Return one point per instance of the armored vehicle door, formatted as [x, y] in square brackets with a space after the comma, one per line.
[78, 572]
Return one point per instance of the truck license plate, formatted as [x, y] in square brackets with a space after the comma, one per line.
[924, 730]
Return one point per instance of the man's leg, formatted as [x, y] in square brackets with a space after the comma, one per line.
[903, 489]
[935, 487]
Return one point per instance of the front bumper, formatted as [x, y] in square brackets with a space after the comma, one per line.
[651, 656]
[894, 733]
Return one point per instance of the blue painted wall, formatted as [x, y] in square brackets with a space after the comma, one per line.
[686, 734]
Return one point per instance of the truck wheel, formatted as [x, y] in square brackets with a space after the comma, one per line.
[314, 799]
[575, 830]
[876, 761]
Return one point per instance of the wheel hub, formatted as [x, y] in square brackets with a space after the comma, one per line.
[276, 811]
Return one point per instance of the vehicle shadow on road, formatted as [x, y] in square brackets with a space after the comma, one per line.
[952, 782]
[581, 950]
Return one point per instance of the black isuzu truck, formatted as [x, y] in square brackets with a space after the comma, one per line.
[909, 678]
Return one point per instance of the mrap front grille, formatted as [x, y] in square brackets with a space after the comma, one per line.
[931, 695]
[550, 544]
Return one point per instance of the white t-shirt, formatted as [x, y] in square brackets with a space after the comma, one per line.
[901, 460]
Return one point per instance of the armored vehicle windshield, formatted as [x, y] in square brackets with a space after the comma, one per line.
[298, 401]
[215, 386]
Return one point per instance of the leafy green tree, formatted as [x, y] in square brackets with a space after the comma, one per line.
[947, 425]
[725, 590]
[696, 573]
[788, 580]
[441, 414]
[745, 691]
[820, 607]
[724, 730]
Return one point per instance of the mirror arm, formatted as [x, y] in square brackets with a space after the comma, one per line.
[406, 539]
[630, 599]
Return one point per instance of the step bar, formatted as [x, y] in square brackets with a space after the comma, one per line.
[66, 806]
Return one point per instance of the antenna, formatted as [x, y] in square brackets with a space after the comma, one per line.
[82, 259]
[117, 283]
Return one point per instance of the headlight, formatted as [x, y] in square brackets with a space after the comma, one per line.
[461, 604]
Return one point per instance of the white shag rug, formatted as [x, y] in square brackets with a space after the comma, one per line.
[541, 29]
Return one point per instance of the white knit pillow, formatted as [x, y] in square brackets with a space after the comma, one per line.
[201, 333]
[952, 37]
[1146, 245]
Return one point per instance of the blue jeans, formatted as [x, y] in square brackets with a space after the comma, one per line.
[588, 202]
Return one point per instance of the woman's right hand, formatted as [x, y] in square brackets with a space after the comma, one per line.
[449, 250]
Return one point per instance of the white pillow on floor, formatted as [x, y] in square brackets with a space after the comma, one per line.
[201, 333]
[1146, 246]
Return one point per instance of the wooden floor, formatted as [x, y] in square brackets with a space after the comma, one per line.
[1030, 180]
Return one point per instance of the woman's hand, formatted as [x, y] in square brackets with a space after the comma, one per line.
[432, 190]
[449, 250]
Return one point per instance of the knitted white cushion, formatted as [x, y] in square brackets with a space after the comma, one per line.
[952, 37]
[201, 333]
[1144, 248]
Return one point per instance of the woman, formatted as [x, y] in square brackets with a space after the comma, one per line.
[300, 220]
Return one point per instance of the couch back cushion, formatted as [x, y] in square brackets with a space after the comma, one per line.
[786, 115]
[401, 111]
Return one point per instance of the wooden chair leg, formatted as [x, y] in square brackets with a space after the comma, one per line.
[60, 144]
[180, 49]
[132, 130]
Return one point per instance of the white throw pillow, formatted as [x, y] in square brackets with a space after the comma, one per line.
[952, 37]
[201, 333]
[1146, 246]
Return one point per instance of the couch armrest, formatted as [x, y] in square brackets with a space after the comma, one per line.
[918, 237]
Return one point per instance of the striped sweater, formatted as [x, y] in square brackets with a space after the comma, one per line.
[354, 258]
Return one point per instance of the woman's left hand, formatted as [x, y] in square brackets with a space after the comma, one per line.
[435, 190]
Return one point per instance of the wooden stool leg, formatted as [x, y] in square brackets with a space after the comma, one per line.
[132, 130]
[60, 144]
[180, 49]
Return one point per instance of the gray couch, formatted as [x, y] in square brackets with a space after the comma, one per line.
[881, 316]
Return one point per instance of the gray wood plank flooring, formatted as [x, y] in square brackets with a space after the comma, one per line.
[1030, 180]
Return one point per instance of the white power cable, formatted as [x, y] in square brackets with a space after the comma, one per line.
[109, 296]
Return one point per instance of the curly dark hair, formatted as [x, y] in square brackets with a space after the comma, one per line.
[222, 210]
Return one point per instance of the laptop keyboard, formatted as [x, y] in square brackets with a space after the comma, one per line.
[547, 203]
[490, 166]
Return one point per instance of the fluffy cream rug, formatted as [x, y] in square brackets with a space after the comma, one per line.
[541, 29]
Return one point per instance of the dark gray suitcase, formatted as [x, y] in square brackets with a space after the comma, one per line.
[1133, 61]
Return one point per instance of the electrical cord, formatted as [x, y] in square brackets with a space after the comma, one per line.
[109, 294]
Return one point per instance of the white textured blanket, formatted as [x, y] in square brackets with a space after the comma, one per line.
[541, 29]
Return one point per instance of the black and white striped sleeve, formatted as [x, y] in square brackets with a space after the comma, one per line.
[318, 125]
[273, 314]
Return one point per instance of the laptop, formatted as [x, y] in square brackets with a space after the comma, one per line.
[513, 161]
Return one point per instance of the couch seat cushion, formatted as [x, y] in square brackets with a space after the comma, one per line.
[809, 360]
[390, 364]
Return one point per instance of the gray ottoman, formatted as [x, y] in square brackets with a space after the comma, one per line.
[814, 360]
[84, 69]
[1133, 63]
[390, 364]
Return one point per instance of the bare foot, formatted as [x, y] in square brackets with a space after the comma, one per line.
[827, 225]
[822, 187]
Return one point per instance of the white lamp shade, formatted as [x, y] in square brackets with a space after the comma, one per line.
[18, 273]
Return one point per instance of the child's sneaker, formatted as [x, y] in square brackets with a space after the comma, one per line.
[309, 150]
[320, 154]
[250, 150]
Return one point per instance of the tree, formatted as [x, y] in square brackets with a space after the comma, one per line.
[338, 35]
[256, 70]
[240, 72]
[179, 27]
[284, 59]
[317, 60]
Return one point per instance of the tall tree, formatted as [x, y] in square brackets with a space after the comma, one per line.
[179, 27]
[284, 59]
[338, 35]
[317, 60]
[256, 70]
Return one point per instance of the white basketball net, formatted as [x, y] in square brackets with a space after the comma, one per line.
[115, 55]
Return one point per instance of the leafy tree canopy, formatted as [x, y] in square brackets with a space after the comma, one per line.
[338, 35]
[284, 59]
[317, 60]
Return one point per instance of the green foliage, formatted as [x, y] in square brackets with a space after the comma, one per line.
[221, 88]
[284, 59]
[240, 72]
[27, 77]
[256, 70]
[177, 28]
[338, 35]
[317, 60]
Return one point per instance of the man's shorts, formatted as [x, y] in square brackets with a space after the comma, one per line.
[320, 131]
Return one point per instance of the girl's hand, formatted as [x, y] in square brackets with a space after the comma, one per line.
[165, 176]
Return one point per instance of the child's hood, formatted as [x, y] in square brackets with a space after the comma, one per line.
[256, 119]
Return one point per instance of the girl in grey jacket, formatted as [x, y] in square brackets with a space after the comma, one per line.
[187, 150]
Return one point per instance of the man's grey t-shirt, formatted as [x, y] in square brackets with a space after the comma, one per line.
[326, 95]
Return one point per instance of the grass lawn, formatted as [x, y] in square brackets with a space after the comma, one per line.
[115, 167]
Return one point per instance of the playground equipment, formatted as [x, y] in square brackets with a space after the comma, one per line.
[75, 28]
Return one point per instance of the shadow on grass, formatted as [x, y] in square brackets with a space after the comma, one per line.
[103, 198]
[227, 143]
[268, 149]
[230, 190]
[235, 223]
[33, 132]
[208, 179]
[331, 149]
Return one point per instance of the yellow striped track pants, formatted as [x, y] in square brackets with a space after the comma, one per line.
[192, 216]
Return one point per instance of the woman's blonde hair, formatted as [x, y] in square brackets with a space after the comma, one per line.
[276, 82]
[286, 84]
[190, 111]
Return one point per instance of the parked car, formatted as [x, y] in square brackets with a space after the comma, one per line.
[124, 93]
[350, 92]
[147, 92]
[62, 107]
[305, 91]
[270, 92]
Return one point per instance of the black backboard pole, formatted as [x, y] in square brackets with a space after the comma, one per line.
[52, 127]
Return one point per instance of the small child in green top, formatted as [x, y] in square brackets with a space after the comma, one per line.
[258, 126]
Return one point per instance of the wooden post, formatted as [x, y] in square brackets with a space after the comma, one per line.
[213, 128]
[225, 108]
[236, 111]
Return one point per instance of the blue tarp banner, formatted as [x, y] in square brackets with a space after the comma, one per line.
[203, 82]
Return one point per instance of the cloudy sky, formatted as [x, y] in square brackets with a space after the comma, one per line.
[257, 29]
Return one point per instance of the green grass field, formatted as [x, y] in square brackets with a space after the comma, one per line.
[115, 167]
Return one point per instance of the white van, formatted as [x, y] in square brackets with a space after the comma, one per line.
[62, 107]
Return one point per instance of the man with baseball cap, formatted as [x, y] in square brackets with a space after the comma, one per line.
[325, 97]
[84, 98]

◇ ◇ ◇ ◇ ◇ ◇ ◇

▶ **Given instruction**
Update the part that opens with the line containing "Return one point per instance of the cloudy" and runs through the end of the lines, changing "white van" to "silver van" and keeping everything else the same. Give back only that part.

▶ **Finished task**
Return one point per instance of the cloudy sky, formatted as [x, y] in square brackets with a space after the comma, one per line.
[257, 29]
Return one point per instance of the green grass field, formatted as [x, y] in square brackets with a space after the comma, one per line.
[115, 167]
Return one point per instance of the silver van, formatted as [x, y] in square brackets with a space after the comma, one per line.
[62, 107]
Return one point per instance of the man with baseball cap, formatted as [x, y] in square brackets with a space after the comma, one per line.
[325, 97]
[84, 98]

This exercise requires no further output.